Start Available data

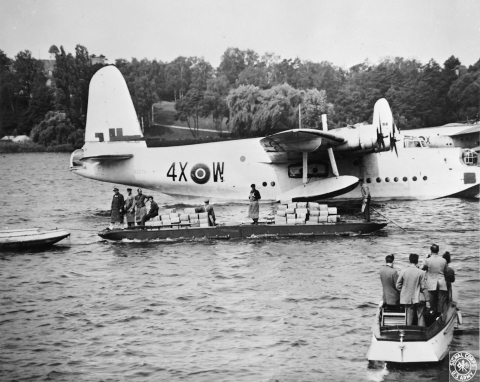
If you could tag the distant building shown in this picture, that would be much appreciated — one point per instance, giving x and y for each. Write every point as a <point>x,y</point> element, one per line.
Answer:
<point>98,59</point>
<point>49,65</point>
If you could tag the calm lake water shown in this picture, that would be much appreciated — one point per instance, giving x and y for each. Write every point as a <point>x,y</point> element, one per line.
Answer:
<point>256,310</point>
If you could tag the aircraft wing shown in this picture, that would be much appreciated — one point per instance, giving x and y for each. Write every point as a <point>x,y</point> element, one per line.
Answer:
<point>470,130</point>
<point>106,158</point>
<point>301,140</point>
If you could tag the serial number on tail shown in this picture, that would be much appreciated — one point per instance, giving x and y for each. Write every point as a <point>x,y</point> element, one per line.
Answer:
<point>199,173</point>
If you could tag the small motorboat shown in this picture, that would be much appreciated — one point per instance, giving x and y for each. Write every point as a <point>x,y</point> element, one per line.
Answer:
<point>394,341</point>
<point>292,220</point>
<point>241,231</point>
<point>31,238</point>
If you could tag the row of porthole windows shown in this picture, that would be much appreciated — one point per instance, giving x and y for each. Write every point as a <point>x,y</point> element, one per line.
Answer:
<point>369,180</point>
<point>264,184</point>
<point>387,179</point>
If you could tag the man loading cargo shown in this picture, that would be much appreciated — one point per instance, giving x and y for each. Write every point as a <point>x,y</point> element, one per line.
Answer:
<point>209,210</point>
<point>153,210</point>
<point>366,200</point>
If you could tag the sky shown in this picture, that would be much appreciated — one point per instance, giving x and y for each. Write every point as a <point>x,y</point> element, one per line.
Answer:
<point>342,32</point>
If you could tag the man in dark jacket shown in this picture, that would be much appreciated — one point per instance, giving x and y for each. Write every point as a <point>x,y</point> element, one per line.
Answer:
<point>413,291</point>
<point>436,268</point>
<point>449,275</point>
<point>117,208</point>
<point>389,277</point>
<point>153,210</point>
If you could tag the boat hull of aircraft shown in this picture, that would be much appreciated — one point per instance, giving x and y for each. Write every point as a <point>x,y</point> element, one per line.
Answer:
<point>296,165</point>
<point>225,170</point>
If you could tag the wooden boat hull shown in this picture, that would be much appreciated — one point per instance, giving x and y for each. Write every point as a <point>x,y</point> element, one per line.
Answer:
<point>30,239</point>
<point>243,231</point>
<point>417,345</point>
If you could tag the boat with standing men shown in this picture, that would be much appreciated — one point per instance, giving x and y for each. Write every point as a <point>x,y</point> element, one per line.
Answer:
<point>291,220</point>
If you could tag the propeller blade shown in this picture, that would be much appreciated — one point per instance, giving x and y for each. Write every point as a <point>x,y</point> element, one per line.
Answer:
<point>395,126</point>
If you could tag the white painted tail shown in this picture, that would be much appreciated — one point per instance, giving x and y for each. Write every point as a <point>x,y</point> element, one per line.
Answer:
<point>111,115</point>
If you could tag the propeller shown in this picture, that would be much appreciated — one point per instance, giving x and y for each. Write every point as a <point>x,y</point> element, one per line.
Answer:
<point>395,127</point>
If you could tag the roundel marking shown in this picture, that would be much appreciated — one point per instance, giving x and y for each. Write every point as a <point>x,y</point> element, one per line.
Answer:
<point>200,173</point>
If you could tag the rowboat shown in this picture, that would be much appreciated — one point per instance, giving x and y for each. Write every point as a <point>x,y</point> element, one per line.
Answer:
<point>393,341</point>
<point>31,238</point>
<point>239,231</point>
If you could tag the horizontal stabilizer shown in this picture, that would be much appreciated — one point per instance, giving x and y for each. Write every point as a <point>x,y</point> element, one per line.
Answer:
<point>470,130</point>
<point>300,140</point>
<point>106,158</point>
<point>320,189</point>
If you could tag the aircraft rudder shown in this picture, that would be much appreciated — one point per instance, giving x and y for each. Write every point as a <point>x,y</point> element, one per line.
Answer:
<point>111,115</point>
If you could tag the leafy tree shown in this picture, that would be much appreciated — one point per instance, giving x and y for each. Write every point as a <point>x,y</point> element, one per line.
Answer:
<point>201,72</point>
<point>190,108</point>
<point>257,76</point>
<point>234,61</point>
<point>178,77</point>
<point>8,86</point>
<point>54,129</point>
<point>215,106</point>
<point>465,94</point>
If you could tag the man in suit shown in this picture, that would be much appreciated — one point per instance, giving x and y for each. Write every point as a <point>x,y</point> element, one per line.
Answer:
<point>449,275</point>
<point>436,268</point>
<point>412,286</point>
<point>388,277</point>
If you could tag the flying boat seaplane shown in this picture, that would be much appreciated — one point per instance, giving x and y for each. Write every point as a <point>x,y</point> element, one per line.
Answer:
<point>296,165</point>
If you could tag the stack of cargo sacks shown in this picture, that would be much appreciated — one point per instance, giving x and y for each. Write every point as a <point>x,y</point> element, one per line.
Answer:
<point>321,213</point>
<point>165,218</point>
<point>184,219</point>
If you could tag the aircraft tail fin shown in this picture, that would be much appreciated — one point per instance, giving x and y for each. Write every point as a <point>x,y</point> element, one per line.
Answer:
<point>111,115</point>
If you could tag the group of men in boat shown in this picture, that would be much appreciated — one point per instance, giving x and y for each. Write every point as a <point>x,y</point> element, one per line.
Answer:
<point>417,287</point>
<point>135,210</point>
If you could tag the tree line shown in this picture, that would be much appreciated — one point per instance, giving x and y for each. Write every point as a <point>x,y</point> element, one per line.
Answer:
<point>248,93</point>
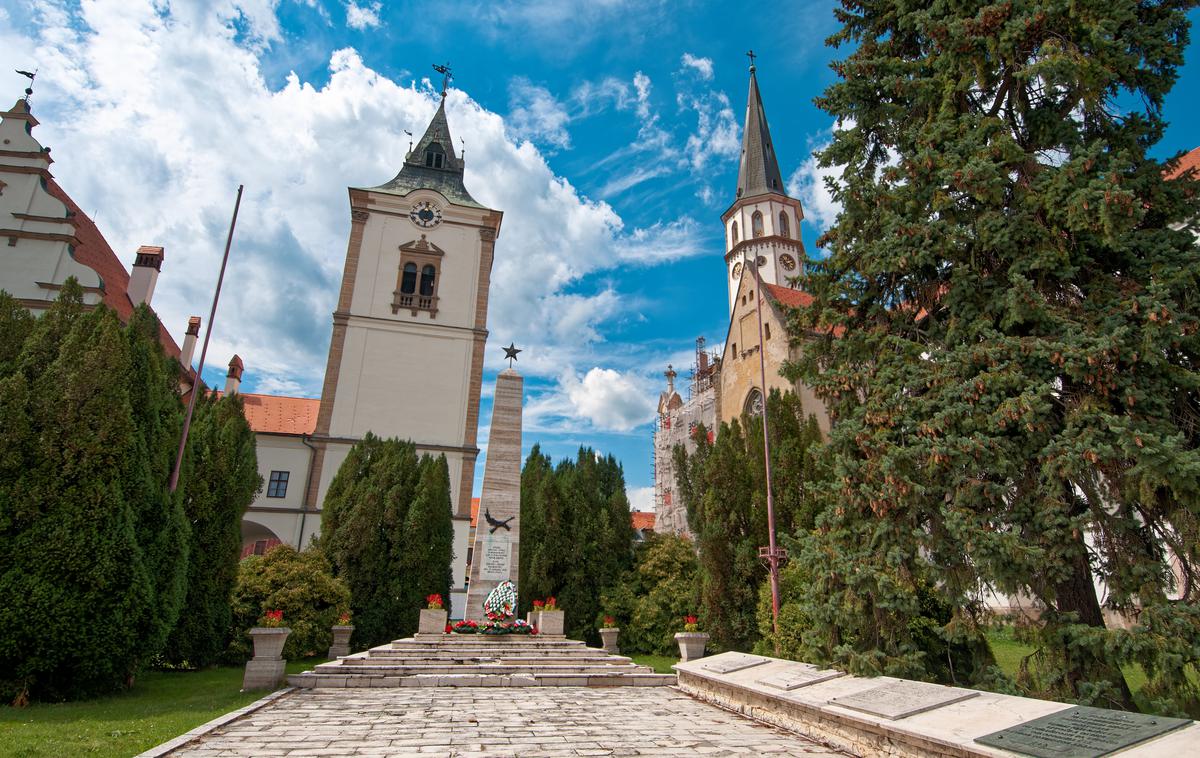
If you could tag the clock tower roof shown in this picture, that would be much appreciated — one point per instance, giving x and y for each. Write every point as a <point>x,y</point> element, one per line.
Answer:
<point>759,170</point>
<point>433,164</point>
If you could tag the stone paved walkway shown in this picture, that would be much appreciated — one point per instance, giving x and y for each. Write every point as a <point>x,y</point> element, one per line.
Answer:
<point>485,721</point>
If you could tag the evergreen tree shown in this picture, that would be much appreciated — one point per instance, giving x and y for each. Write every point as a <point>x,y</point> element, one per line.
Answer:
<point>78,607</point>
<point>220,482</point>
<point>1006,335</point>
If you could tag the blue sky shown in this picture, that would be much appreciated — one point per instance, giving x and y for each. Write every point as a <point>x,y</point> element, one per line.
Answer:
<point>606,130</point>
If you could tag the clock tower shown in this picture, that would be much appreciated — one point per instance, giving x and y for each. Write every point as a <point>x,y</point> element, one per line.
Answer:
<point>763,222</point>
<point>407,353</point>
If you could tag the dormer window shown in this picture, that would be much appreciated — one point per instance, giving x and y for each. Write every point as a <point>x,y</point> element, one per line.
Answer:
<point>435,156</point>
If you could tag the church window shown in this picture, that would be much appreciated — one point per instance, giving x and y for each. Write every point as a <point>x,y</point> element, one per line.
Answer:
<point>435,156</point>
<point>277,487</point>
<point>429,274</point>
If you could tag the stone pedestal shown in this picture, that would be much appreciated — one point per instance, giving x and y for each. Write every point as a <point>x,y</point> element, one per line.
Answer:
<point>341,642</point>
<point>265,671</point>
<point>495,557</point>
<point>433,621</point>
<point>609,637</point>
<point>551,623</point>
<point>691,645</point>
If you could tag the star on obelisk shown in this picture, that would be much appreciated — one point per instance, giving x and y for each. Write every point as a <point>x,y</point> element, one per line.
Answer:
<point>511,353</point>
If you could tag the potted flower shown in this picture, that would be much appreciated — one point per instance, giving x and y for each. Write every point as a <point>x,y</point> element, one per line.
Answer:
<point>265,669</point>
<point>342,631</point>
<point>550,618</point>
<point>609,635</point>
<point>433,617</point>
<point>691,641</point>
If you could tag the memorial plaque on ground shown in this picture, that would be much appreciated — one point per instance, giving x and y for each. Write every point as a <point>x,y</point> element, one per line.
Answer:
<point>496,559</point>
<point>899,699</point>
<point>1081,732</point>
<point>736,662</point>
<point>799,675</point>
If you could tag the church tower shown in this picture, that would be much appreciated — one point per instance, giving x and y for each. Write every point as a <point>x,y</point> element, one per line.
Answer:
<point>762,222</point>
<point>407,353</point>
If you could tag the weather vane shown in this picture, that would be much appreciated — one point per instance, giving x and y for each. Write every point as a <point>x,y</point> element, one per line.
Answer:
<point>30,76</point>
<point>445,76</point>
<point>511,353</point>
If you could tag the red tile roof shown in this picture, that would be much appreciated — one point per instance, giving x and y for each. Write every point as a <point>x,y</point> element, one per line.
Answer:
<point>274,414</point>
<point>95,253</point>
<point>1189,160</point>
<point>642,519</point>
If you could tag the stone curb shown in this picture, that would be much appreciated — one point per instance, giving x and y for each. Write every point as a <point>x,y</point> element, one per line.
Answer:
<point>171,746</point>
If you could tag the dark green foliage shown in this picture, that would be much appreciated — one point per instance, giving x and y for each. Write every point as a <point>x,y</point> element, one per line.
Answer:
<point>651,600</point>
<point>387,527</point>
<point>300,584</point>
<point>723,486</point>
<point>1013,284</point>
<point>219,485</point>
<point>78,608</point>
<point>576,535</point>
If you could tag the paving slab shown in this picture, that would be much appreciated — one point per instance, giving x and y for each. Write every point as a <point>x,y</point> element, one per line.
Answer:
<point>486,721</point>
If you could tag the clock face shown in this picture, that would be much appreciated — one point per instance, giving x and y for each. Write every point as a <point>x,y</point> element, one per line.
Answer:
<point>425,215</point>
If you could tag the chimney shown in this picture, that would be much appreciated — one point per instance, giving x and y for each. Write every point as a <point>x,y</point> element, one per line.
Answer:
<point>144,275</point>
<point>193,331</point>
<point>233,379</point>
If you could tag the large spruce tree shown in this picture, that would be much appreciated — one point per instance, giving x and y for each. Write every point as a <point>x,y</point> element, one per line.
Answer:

End Available data

**Aim of the exercise**
Take the lines of the listing above that begin with the line containing "If you could tag the stone paved" and run through the line containing "<point>1006,335</point>", and write them out again with "evergreen tree" swapped for "conifer". Leave everything else in them unchanged.

**Answer to the exercise**
If you could tag the stone paved walkway shown in this picture, that would be much appreciated — one point per instance, giving x and y for each. Write every point as a <point>x,y</point> element, one per line.
Answer:
<point>485,721</point>
If you could tag the conifer shown in this picture, that would be much appreciated — one point per instance, giving x and y for each. Write every point as a <point>x,y</point> element, one per line.
Answer:
<point>78,607</point>
<point>220,482</point>
<point>1006,335</point>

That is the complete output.